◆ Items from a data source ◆

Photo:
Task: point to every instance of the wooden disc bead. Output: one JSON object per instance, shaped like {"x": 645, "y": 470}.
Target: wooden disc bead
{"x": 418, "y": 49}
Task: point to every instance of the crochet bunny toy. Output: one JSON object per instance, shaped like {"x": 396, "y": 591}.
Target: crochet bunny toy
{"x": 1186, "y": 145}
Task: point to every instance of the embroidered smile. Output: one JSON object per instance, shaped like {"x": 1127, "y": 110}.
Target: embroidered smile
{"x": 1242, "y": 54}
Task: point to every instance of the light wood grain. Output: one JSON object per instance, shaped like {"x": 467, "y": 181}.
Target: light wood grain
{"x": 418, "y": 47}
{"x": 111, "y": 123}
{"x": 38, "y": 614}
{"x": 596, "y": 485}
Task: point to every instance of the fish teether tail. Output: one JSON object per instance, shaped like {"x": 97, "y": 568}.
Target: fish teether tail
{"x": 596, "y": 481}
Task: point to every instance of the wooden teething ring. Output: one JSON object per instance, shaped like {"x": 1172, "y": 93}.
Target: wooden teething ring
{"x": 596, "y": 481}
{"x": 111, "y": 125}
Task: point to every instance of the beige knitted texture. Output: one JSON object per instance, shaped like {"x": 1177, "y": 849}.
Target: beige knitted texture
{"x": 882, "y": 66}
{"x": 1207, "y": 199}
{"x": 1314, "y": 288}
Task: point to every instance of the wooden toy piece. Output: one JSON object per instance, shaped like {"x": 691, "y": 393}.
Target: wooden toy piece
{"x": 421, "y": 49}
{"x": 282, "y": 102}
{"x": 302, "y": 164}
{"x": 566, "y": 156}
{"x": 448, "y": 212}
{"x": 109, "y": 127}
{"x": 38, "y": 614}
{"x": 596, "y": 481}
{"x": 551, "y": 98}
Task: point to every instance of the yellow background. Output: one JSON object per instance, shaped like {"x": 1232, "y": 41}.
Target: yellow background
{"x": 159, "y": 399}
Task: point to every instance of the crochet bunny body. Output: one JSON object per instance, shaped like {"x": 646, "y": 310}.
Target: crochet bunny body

◆ WRITTEN TASK ◆
Reproduce all the entries above with each "point to every instance" swapped for "mark each occurrence". Keep every other character unchanged.

◆ RESULT FOR THIS EXERCISE ◆
Photo:
Task: mark each occurrence of the wooden disc bead. Output: one JSON object per instance, shaped like {"x": 645, "y": 470}.
Target: wooden disc bead
{"x": 418, "y": 49}
Task: mark each occurrence of the crochet bunny toy. Output: one JSON object per instance, shaped like {"x": 396, "y": 591}.
Target: crochet bunny toy
{"x": 1186, "y": 145}
Task: mark each occurrence of the embroidered smile. Output: one JSON object per instance, shaped like {"x": 1127, "y": 110}.
Target: embroidered smile
{"x": 1242, "y": 54}
Task: mark each occurrence of the light wood grain. Output: one JSON object per instance, shaped like {"x": 467, "y": 181}.
Target: light wood grain
{"x": 418, "y": 47}
{"x": 111, "y": 123}
{"x": 38, "y": 614}
{"x": 596, "y": 485}
Task: mark each occurrence of the fish teether tail. Output: one JSON object per instance, shaped like {"x": 97, "y": 568}.
Target: fish teether tail
{"x": 596, "y": 481}
Task: mark each occurrence of the wooden teething ring. Output: one JSON object per instance, shaped like {"x": 1172, "y": 93}.
Target: wooden teething ring
{"x": 596, "y": 481}
{"x": 111, "y": 125}
Task: mark each occurrence of the beige knitted texture. Output: one JSON object per instance, shaped like {"x": 1177, "y": 849}.
Target: beige knitted texture
{"x": 882, "y": 66}
{"x": 1207, "y": 199}
{"x": 1314, "y": 288}
Task: mark each occurrence of the wooden toy piece. Output: one JSON object per instance, shaped like {"x": 691, "y": 393}.
Target: wooden toy piece
{"x": 421, "y": 49}
{"x": 282, "y": 102}
{"x": 302, "y": 164}
{"x": 566, "y": 156}
{"x": 448, "y": 212}
{"x": 109, "y": 127}
{"x": 38, "y": 614}
{"x": 596, "y": 481}
{"x": 551, "y": 98}
Task: mark each occurrence of the yellow background. Output: one JSON object per instance, shaped like {"x": 1232, "y": 41}.
Target: yellow background
{"x": 159, "y": 399}
Task: mark each occurrence of the crochet bunny body. Output: one JSON object per instance, shaped like {"x": 646, "y": 310}.
Target: crochet bunny body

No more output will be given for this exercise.